- **TEXT SECTION**
Nevertheless, Mansfield ran a High Court appeal of the decision, on the ground that the evidence cited against the defendants was sufficient for the case to proceed to trial. However, the court refused the appeal and upheld the ground that the UK does not recognise the crime of aggression under domestic law as being an indictable offence.

R [Rabbat] v Blair & Others

In corroboration of the foregoing, on 05/07/2017, Owen Bowcott wrote the following on R [Rabbat] v Blair & Others in The Guardian:

“An initial application to launch the prosecution was dismissed at Westminster magistrates court on the grounds that Blair enjoys immunity and that the crime of aggression does not exist in English law.

The court was told that attempts to persuade the international criminal court to prosecute to the former Labour prime minister for invading Iraq have made no significant progress.

The crime of aggression was finally defined in 2010 by the ICC, the high court heard, but it has not yet been ratified by a sufficient number of states.

The high court appeal is being heard by the lord chief justice, Lord Thomas of Cwmgiedd, and Mr Justice Ouseley.

The current attorney general, Jeremy Wright QC, has intervened in the case to argue that the crime does not exist in the statute book. “The crime of aggression is not known to English law,” James Eadie QC, for the attorney general, told the court.”

It was then reported in The Herald on 31/07/2017 that:

“Lord Thomas of Cwmgiedd, the Lord Chief Justice, and Mr Justice Ouseley dismissed the general’s application, saying there was “no prospect” of the case succeeding.

The case was brought after Westminster Magistrates’ Court refused to issue summonses in November last year on the grounds that the ex-ministers had immunity from legal action, and in any event the current Attorney General, Jeremy Wright QC, would have to give consent.”

Potential Reasons For Listing A Hearing

Therefore, on the balance of probabilities, the first hearing of R [PUB] v Hancock & Others is being processed by the legal department at Bromley Magistrates Court, for one or more of the following purposes:

  1. To list a pleading hearing, in which case summonses will be issued to each of the defendants in due course [perhaps as early as this week].
  2. To list a hearing of our informal application for a declaration that the autopsy moratorium on alleged COVID deaths be lifted and a moratorium be placed on all flu and COVID jabs [for a period of at least 90 days].
  3. To list a preliminary hearing of the evidence adduced before a district judge, who will decide whether or not the case should progress to trial by jury on the charges laid.

- **SOURCE INFORMATION**

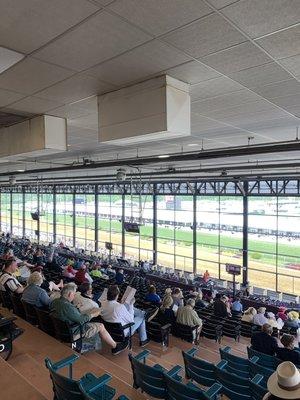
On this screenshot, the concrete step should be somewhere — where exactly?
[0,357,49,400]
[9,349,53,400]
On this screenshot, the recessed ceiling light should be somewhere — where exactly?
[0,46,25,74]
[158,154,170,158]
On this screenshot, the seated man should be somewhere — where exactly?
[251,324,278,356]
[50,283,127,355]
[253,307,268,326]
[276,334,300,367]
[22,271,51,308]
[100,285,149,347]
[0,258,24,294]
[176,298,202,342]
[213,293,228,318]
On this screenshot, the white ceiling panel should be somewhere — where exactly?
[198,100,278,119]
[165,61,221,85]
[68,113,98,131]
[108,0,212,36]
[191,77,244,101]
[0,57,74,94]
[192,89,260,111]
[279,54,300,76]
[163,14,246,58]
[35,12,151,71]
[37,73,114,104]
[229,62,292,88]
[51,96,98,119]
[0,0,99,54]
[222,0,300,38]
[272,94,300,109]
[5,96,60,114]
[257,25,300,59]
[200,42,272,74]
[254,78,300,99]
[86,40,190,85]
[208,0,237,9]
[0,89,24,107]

* * *

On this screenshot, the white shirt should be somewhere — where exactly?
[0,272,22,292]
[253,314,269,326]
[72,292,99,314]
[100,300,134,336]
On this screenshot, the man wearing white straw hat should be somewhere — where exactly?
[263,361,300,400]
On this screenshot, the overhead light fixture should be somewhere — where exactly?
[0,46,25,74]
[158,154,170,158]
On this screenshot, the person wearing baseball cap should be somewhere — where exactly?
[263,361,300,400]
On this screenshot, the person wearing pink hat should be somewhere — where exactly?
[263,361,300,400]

- **TASK DETAILS**
In the text on the attempted prosecution of Blair, translate the following sentence into French: "The high court appeal is being heard by the lord chief justice, Lord Thomas of Cwmgiedd, and Mr Justice Ouseley."

- **OUTPUT OF THE EXERCISE**
L'appel devant la Haute Cour est entendu par le lord juge en chef, Lord Thomas of Cwmgiedd, et par Mr Justice Ouseley.